▶ _Problem details_
Format every item below as a two-column CSV with columns named "text" and "answer", one row per item. Put each field in quotation marks and replace line breaks with spaces.

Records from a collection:
┏━━

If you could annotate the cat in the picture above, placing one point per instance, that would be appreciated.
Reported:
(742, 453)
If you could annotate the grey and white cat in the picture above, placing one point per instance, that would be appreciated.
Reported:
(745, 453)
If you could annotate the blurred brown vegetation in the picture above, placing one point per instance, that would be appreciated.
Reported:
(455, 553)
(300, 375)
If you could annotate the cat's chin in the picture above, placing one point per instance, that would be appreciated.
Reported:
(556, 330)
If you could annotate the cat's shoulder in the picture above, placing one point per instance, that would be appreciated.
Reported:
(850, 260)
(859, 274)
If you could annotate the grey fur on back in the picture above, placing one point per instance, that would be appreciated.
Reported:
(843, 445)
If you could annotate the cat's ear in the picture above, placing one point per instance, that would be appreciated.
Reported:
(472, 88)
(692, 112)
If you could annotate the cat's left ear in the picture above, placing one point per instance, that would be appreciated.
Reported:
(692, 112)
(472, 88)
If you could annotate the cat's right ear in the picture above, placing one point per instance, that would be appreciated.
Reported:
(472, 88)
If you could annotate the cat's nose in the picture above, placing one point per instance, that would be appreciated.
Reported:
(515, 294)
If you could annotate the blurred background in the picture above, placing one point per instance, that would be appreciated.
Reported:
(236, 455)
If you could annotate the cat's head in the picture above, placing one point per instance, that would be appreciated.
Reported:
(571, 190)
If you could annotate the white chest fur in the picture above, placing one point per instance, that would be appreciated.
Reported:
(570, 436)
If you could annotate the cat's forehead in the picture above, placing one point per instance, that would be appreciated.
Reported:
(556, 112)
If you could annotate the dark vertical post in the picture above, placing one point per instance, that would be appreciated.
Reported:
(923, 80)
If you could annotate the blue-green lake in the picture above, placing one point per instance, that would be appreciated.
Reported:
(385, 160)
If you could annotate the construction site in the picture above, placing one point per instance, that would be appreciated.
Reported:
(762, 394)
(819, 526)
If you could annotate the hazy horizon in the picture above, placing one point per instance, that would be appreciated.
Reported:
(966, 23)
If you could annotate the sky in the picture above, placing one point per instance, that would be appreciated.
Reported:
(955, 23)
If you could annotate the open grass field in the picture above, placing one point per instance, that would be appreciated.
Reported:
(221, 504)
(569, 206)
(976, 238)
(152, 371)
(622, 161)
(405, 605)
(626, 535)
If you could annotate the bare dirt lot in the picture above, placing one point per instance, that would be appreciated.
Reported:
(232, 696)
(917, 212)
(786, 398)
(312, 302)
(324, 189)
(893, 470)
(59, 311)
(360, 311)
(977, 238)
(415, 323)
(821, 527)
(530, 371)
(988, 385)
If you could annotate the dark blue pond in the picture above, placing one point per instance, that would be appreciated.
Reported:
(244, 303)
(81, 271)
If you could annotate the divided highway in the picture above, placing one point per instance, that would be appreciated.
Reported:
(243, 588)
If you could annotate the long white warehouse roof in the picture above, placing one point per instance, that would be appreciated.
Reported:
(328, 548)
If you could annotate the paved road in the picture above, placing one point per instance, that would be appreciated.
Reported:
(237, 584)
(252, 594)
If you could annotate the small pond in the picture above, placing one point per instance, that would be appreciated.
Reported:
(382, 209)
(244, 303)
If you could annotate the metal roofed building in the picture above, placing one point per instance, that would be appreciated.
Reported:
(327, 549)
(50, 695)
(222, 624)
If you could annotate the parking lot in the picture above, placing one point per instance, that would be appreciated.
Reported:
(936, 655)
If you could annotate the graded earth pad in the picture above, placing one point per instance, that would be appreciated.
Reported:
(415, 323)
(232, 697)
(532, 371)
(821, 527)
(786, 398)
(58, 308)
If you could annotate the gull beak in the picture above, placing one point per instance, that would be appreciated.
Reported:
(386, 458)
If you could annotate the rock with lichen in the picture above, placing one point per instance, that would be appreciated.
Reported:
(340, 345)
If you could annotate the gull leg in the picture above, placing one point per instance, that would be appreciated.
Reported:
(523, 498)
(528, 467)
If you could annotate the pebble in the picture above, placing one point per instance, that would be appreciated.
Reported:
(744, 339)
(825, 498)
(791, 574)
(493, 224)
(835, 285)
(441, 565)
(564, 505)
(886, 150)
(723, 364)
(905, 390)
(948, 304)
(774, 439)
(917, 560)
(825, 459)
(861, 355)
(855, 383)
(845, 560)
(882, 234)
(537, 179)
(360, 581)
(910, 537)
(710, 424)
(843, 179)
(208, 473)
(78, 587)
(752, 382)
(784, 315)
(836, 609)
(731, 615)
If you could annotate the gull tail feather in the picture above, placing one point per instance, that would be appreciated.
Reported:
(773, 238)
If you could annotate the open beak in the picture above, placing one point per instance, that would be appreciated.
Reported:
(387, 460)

┗━━

▶ _Written answer_
text,answer
"If you could annotate the cat in the picture above, placing one point per instance, that would be appreciated. Reported:","(742, 453)"
"If you could annotate the grey and white cat in the picture above, placing one point per instance, that would be appreciated. Reported:","(745, 453)"
"If you could annotate the blurred brown vegetation in the picture above, placing one point per instance, that would be appreciated. Reported:","(455, 553) (300, 375)"
"If you could annotate the cat's chin in the picture above, placing one point per instance, that would be appreciated. Reported:","(556, 330)"
"If you could annotate the cat's shoulder in the picture above, placing one point per instance, that would be appreciated. Reported:","(850, 260) (859, 274)"
"If you could annotate the grey fur on back in the picture above, placing one point per instance, that would be appreciated. Reported:","(843, 445)"
"If you could annotate the cat's ear in the picture above, placing one point per instance, that would be appreciated. Reported:","(472, 88) (692, 112)"
"If you could annotate the cat's left ear in the picture above, placing one point per instance, that would be appreciated. Reported:","(692, 112) (472, 88)"
"If you could annotate the cat's right ear in the picture above, placing one point per instance, that would be appreciated. Reported:","(472, 88)"
"If you could annotate the cat's nose in the picture above, placing one point per instance, that would be appreciated. Reported:","(515, 294)"
"If you could annotate the blurred background in the picture above, placing one point per instance, that would be appreciated. Reported:","(236, 455)"
"If you could annotate the cat's head in the picture above, placing one point per instance, that would be appreciated. Reported:","(571, 190)"
"If you could annotate the white chest fur in the picture above, placing one point per instance, that would be appreciated. Reported:","(570, 436)"
"If you could annotate the cat's forehead in the picture above, placing one point per instance, that would be appreciated. Reported:","(556, 112)"
"If you could annotate the dark vertical post in the picture above, placing one point per instance, that would be appreciated. Reported:","(923, 80)"
"If you could annotate the blue-green lake in the picture above, placing one point per instance, that would be appreciated. Reported:","(385, 160)"
"If you could annotate the construction site in the picture above, placing one point per instance, that would be appreciated. Reported:","(762, 394) (819, 526)"
"If you could annotate the hazy horizon in the picture above, placing one point per instance, that would be appreciated. Reported:","(966, 23)"
"If you could annotate the sky in the picture above, placing one point per instance, that would be appreciated. Reported:","(955, 23)"
"If you could annotate the open grass field in the picture above, placing one point per instance, that would be appreciated. Reported:","(221, 504) (569, 206) (976, 238) (152, 371) (622, 161) (405, 605) (626, 535)"
"If you could annotate the bare dirt lot in the picture above, placing one point per instance, that would be appreciated. Reported:","(232, 696) (917, 212) (786, 398) (312, 302) (324, 189) (893, 470) (59, 311) (360, 311) (977, 238) (415, 323) (821, 527) (530, 371) (988, 385)"
"If you could annotate the dark blue pond in the picture above, placing one point per instance, that would be appreciated. Reported:","(244, 303) (81, 271)"
"If you could annotate the divided highway in the picture above, placing one point per instance, that would be appreciated. Reported:","(243, 588)"
"If you could annotate the long white warehouse roof in the picture above, placing one point per instance, that would be appreciated. Reported:","(328, 548)"
"If you could annotate the paved road in the picture above, placing one point per instance, that would be appreciated. Reported:","(237, 584) (252, 594)"
"If you could annotate the small pond in the picture above, placing one point per instance, that would be appreciated. Reported:","(382, 209) (244, 303)"
"If you could annotate the metal roofed building in the picture above, placing one point per instance, that would be appreciated. Reported:","(327, 549) (50, 695) (222, 624)"
"If you could annotate the parking lot in the picture above, placing one point per instance, that would be appreciated. Reported:","(936, 655)"
"If you could annotate the graded earth pad in the picture above, placing one point per instance, that would be appreciated. Reported:","(415, 323) (232, 697) (532, 371) (821, 527) (786, 398) (58, 308)"
"If you could annotate the gull beak in the picture above, placing one point per instance, that would be appreciated. Reported:","(386, 458)"
"If you could annotate the rock with lichen in the picture above, placing one point per instance, that would be appreciated. Reported:","(340, 345)"
"If you could annotate the gull leg in the picture above, placing one point per instance, that would be appreciated. Reported:","(523, 498) (528, 467)"
"If you could annotate the pebble in the picture above, placing one point per instance, that would be appreciated. Reported:","(744, 339) (825, 498) (791, 574) (493, 224) (835, 285) (441, 565) (564, 505) (886, 150) (723, 364) (905, 390) (948, 304) (774, 439) (917, 560) (825, 459) (861, 355) (855, 383) (845, 560) (882, 234) (537, 179) (360, 581) (910, 537) (710, 424) (843, 179) (208, 473) (78, 587) (752, 382) (784, 315) (836, 609) (731, 615)"
"If you could annotate the gull tail feather in the picture above, placing one point per instance, that would be appreciated. Reported:","(773, 238)"
"If you could annotate the open beak in the picture above, placing one point per instance, that would be appreciated. Reported:","(387, 460)"